RECORDS TO PROCESS
+===+
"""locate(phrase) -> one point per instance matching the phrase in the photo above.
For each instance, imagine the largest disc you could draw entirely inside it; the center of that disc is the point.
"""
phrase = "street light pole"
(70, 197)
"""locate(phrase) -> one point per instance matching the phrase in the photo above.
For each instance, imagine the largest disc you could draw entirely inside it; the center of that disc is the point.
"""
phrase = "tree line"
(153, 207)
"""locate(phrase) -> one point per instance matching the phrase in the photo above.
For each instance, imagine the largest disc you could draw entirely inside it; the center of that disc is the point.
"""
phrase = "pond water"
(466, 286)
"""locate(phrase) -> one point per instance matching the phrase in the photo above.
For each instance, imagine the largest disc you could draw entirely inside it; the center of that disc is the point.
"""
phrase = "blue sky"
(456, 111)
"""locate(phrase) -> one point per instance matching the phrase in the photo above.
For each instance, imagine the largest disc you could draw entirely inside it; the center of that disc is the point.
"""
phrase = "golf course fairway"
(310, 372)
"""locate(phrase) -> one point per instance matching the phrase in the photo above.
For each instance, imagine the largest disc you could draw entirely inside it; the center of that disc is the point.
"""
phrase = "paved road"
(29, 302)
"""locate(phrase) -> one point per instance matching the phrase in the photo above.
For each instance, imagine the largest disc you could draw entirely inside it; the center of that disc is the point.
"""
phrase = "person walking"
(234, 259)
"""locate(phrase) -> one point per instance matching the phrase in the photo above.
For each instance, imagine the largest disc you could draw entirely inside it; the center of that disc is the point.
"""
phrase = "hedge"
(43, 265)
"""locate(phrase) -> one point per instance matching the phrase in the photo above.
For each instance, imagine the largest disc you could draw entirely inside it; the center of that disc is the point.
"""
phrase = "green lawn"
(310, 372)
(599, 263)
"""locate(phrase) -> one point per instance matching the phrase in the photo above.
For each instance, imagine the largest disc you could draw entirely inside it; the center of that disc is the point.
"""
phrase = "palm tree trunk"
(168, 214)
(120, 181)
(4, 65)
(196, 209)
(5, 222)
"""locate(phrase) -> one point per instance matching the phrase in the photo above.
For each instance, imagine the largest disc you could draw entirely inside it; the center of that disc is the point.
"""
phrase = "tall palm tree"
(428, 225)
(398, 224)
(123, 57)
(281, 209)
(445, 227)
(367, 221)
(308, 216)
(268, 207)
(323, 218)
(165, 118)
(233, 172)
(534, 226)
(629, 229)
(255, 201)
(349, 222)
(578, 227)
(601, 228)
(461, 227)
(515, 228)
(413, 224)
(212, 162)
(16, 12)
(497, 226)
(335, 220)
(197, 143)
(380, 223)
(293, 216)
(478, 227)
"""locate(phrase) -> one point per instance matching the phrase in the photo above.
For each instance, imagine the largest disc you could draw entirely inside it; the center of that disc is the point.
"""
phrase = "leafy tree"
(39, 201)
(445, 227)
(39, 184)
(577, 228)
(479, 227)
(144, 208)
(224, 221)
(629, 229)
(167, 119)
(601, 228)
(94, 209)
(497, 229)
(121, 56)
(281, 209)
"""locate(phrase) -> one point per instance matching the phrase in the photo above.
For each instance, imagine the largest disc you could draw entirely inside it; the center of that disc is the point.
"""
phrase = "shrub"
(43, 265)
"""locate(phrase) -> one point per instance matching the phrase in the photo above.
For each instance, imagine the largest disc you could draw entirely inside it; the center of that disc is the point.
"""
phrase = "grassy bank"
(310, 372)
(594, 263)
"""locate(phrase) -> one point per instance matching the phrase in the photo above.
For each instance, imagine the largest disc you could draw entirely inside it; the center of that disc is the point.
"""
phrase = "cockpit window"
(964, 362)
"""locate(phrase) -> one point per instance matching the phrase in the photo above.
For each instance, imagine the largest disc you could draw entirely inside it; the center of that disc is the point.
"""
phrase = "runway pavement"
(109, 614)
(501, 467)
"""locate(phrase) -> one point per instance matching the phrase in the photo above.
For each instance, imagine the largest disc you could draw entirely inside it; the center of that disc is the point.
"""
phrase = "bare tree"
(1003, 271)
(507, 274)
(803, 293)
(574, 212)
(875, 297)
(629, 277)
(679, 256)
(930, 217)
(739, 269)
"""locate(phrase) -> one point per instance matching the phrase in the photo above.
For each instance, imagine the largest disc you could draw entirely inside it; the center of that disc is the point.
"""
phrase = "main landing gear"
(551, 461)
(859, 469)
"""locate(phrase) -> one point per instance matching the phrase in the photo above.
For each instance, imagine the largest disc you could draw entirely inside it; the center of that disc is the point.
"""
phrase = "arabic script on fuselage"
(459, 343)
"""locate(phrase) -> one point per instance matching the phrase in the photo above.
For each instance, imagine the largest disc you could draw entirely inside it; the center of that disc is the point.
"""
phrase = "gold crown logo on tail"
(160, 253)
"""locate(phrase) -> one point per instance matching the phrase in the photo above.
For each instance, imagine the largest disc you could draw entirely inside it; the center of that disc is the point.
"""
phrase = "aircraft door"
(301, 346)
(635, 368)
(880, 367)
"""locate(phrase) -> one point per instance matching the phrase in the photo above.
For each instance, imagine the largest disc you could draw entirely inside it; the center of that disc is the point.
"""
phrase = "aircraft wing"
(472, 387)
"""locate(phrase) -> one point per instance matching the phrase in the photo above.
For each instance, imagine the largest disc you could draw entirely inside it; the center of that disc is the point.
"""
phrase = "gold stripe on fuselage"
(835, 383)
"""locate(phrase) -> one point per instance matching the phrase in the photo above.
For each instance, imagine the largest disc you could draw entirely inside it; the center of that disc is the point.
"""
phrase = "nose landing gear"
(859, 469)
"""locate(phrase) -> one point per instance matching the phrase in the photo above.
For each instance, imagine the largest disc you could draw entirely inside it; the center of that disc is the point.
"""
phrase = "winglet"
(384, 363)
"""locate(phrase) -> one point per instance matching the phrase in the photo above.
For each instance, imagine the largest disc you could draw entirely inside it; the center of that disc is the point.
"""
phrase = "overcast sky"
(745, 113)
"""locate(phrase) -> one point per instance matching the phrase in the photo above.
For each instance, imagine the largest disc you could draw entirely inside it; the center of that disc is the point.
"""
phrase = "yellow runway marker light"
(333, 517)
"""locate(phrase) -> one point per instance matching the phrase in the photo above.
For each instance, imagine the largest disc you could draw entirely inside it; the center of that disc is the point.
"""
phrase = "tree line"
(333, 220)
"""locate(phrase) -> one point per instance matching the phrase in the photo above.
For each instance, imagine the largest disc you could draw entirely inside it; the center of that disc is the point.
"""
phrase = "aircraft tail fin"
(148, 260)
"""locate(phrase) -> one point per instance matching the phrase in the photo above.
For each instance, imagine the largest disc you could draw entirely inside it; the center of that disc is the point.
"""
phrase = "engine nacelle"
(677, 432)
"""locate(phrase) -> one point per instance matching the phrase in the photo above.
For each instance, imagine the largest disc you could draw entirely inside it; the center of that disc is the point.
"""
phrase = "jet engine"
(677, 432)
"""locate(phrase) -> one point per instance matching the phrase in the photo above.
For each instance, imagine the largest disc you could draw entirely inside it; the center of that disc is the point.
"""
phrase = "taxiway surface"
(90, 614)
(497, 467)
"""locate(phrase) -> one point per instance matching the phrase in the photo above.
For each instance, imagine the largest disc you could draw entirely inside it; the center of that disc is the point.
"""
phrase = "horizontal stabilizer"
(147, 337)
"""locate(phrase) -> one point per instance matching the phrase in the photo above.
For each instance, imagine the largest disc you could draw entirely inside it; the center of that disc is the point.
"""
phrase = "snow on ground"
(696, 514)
+===+
WRITTEN EXERCISE
Print the whole listing exactly as it is.

CORRECT OUTPUT
"""locate(phrase) -> one point per instance matching the phrase in the photo above.
For each instance, imagine the largest disc you could draw entirely inside it; the center of that disc is the point.
"""
phrase = "street light pole"
(70, 197)
"""locate(phrase) -> one point per instance matching the phrase in the photo above.
For each instance, imagine the largest disc you could draw entirely inside it; the center of that disc is the point.
"""
phrase = "tree line"
(153, 207)
"""locate(phrase) -> one point per instance matching the phrase in the photo above.
For each instance, imagine the largest disc you could draw entirely inside it; the center of that disc is the point.
"""
phrase = "pond water"
(466, 286)
"""locate(phrase) -> one point per instance matching the phrase in the photo above.
For each instance, imagine the largest disc you could draw entirely inside it; the center of that disc is the point.
"""
phrase = "blue sky"
(456, 111)
"""locate(phrase) -> one point per instance matching the phrase in the photo above.
For each instance, imagine the largest disc you could draw entirely inside it; the center of that disc is the point.
"""
phrase = "golf course fairway"
(310, 372)
"""locate(phrase) -> one point per instance matching the phrase in the photo above.
For each instance, imagine the largest disc you could draw entirely inside it; the center of that disc is the point.
"""
phrase = "paved road"
(29, 302)
"""locate(phrase) -> one point per instance matching the phrase in the photo above.
For each instance, imagine the largest disc you could draw entirely inside it; the center of that disc is the point.
"""
phrase = "person walking"
(234, 259)
"""locate(phrase) -> one point per instance matching the phrase in the photo above.
For each instance, imagine the largest disc you could draw entirely inside it; the center of that disc is the point.
"""
phrase = "hedge"
(43, 265)
"""locate(phrase) -> one point per instance matching the phrase in the photo above.
For each instance, imagine the largest disc you could draw entirely inside it; the center of that disc is the point.
"""
phrase = "green lawn"
(310, 372)
(599, 263)
"""locate(phrase) -> one point per instance matching the phrase in the photo above.
For each instance, imagine the largest disc you could draw entirely inside it; the center of that disc is the point.
"""
phrase = "palm tree trunk"
(168, 214)
(120, 181)
(4, 65)
(196, 209)
(5, 222)
"""locate(phrase) -> one point per instance matching the phrase in the photo above.
For each instance, imagine the largest disc you could draw entirely inside it; the center of that disc is the point.
"""
phrase = "tall palm tree"
(428, 225)
(398, 224)
(123, 57)
(281, 209)
(445, 227)
(367, 221)
(308, 216)
(268, 207)
(323, 218)
(165, 118)
(233, 172)
(534, 226)
(629, 229)
(255, 201)
(349, 222)
(578, 227)
(601, 228)
(461, 227)
(515, 228)
(413, 224)
(212, 162)
(16, 12)
(497, 226)
(335, 220)
(197, 143)
(380, 223)
(293, 216)
(478, 227)
"""locate(phrase) -> one point per instance matching the phrase in the photo above.
For each instance, imagine the largest disc you could draw entirely inside it; the center of that disc is the point.
"""
phrase = "leafy tree"
(39, 201)
(445, 227)
(39, 184)
(577, 228)
(479, 227)
(144, 208)
(224, 221)
(629, 229)
(167, 119)
(601, 228)
(94, 209)
(497, 229)
(121, 56)
(281, 209)
"""locate(phrase) -> one point per instance matching the phrase in the photo above.
For each instance, imagine the largest disc you could draw entirely inside it; the center of that disc is the point.
"""
phrase = "shrub"
(43, 265)
"""locate(phrase) -> one point per instance matching the phrase in the photo above.
For each instance, imagine the largest disc you could draw entirely inside it; the center of that disc is the point.
"""
phrase = "grassy bank"
(310, 372)
(594, 263)
"""locate(phrase) -> one point per instance matching the phrase in the photo above.
For each instance, imagine the largest disc you could draw entirely inside it; the center of that disc is the point.
"""
phrase = "cockpit window"
(964, 362)
"""locate(phrase) -> one point per instance matching the phrase in the photo above.
For each instance, imagine the largest disc you could draw entirely inside it; the center of that disc is the point.
"""
phrase = "runway pavement"
(109, 614)
(501, 467)
"""locate(phrase) -> one point per instance matching the phrase in the photo above.
For each instance, imagine the largest disc you could draw entirely inside it; the center of that disc is the point.
"""
phrase = "bare tree"
(1003, 271)
(507, 274)
(803, 293)
(574, 212)
(875, 297)
(629, 277)
(679, 256)
(930, 217)
(739, 269)
"""locate(phrase) -> one point per instance matching the phrase in the photo above.
For each instance, imagine the largest disc you could draw entirely inside it; the center of that disc is the point.
"""
phrase = "main landing gear"
(551, 461)
(859, 469)
"""locate(phrase) -> one point per instance matching the phrase in the photo above.
For each instance, imagine the largest disc you could draw entirely inside it; the center of that disc is the point.
"""
phrase = "arabic script on fuselage"
(459, 343)
"""locate(phrase) -> one point per instance matching the phrase in the photo above.
For each instance, imagine the largest disc you could draw entirely inside it; the center of that disc is the point.
"""
phrase = "gold crown logo on tail"
(160, 253)
"""locate(phrase) -> one point per instance matching the phrase in the photo above.
For each instance, imagine the largest disc you could draw entirely inside it; the center of that disc is the point.
"""
phrase = "aircraft door"
(301, 346)
(635, 368)
(880, 367)
"""locate(phrase) -> one point per instance matching the phrase in the photo above.
For each instance, imagine the largest disc you could draw entirely inside it; the center of that disc is the point.
"""
phrase = "aircraft wing"
(472, 387)
"""locate(phrase) -> one point per instance matching the phrase in the photo above.
For each instance, imagine the largest disc you could draw entirely inside it; the center of that disc is the point.
"""
phrase = "gold stripe on fuselage"
(835, 383)
"""locate(phrase) -> one point per instance matching the phrase in the photo above.
For each instance, imagine the largest disc you could draw entirely inside it; the center of that disc is the point.
"""
phrase = "nose landing gear"
(859, 469)
"""locate(phrase) -> one point per instance matching the phrase in the photo above.
For each instance, imagine the largest disc you could draw entirely inside it; the center of that disc is the point.
"""
phrase = "winglet"
(384, 363)
"""locate(phrase) -> one point per instance matching the phrase in the photo above.
For each instance, imagine the largest disc you could draw entirely inside it; the center of that disc is the point.
"""
phrase = "overcast sky"
(745, 113)
"""locate(phrase) -> one point per instance matching the phrase in the photo above.
For each instance, imagine the largest disc you could draw entirely inside it; the center of that disc is the point.
"""
phrase = "yellow runway marker light"
(333, 517)
"""locate(phrase) -> one point per instance matching the phrase in the photo above.
For each instance, imagine the largest disc you could draw entirely inside it; the center of that disc is the point.
"""
phrase = "tree line"
(333, 220)
"""locate(phrase) -> one point per instance matching the phrase in the photo above.
For each instance, imagine the largest disc you could draw entirely inside it; the center of that disc is the point.
"""
phrase = "aircraft tail fin"
(148, 260)
"""locate(phrase) -> one point per instance matching the phrase in the photo above.
For each instance, imagine the largest disc you could draw entirely inside it; the center of that disc is the point.
"""
phrase = "engine nacelle"
(677, 432)
"""locate(phrase) -> one point per instance matching the phrase in the photo above.
For each instance, imagine the largest disc you could draw entirely inside it; the center of that disc is the point.
"""
phrase = "jet engine"
(677, 432)
"""locate(phrase) -> one point per instance matching the phrase in the photo above.
For each instance, imagine the largest disc you could draw entirely inside it; the center of that disc is the point.
"""
phrase = "taxiway surface"
(90, 614)
(497, 467)
"""locate(phrase) -> one point per instance matching the phrase in the photo above.
For each instance, imagine the largest disc you could draw entirely inside it; the center of that disc is the point.
"""
phrase = "horizontal stabilizer"
(147, 337)
"""locate(phrase) -> one point per instance matching the phrase in the photo above.
For each instance, imagine the largest disc you could draw entirely inside it; the center of that disc is the point.
"""
phrase = "snow on ground"
(696, 514)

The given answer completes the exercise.